**DOCUMENT SECTION**
-=-=-=-=-
Ever since we domesticated the first plants for food production, humanity has been dragged into the age-old arm’s race that exists between our crops and their pathogens...

The impact of one single crop pathogen on human society can be of a dreadful scale, especially when our crops are not naturally protected against them. The best example to illustrate this is the potato epidemic that caused the Great Irish famine in the mid-19th century. The culprit, an American microbe named Phytophthora infestans, crossed the Atlantic by ship, reached the European continent and wiped out entire potato harvests over various consecutive years. The impact was most devastating in Ireland, where people were highly dependent on one single variety of potato that did not bear strong natural resistance against the pathogen. About a million people died of starvation and another million or more were forced to leave the country. The famine reduced Ireland’s population by 25%, and the country has still not yet recovered to its original population size, even today.
-=-=-=-=-
Data items

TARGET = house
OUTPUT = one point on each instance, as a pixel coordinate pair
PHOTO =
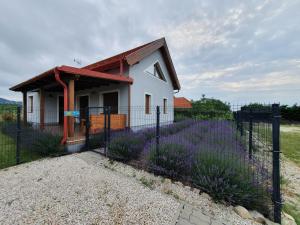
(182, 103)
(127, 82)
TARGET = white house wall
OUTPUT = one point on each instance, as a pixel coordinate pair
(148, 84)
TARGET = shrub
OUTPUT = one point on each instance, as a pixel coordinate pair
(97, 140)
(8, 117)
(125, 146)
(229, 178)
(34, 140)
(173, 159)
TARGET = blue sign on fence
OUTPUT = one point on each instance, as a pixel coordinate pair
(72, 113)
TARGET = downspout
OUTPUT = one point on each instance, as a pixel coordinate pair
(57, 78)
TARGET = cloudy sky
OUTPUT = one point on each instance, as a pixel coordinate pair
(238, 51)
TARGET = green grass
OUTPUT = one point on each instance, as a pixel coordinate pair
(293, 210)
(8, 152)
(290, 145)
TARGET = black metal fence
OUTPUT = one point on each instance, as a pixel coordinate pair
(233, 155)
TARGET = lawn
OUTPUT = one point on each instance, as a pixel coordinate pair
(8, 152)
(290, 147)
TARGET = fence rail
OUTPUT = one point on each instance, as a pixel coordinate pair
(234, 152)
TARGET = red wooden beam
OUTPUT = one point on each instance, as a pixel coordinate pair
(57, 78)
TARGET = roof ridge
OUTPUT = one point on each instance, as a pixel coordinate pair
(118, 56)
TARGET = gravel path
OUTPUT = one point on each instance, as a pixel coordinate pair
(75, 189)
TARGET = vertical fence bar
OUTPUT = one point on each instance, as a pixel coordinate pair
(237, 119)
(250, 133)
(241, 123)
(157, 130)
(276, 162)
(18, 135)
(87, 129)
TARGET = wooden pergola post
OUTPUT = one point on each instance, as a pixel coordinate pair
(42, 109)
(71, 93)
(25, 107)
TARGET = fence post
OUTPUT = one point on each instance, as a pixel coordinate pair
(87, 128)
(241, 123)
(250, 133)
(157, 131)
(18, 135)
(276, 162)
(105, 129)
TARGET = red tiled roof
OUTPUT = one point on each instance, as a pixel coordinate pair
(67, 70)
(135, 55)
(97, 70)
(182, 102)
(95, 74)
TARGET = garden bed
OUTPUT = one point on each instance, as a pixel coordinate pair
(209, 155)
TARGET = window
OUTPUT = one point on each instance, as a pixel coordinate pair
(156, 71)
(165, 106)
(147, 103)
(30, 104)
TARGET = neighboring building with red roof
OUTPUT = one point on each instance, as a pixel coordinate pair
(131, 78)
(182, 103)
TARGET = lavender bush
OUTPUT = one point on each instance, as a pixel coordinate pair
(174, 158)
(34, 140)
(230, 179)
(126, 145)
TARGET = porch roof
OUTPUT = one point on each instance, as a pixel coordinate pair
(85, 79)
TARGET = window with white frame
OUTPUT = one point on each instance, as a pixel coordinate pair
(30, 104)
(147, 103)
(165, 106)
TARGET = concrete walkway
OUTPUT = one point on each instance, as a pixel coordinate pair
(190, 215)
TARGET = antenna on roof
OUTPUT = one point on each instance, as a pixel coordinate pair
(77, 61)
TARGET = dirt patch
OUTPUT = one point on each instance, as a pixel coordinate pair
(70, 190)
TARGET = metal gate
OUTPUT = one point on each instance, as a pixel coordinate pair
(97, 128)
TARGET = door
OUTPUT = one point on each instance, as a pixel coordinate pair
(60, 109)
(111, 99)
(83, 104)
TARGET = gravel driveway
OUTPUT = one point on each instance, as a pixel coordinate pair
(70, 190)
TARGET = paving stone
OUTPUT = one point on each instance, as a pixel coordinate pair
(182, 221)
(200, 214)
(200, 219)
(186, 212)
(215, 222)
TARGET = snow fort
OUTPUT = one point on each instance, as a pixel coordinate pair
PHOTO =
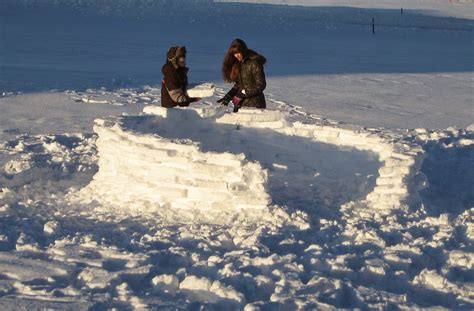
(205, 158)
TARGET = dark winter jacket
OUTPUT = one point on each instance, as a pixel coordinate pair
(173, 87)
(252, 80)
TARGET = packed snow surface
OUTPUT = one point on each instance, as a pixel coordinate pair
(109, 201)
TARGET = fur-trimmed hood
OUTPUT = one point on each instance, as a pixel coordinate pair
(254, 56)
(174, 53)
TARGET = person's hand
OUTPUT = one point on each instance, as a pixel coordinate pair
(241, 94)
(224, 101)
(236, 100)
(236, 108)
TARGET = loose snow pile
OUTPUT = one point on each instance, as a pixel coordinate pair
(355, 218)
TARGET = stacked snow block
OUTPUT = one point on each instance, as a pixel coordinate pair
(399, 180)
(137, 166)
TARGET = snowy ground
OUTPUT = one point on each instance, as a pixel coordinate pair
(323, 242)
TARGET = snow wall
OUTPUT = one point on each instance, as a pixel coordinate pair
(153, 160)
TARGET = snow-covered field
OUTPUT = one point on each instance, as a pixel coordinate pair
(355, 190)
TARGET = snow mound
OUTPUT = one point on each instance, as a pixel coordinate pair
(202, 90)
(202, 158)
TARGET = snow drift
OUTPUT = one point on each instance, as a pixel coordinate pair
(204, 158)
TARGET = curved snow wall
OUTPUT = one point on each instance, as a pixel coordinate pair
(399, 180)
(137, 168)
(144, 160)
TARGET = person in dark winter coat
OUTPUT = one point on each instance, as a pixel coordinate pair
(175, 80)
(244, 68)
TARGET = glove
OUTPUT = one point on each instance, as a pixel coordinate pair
-=-=-=-=-
**TASKS FOR THIS EXERCISE**
**A.** Repeat word for word the portion of the text on crop pathogens starting at "Ever since we" and ending at "and their pathogens...".
**B.** According to the text on crop pathogens, by what percentage did the famine reduce Ireland's population?

**RESULTS OF THE TASKS**
**A.**
Ever since we domesticated the first plants for food production, humanity has been dragged into the age-old arm’s race that exists between our crops and their pathogens...

**B.** By 25%.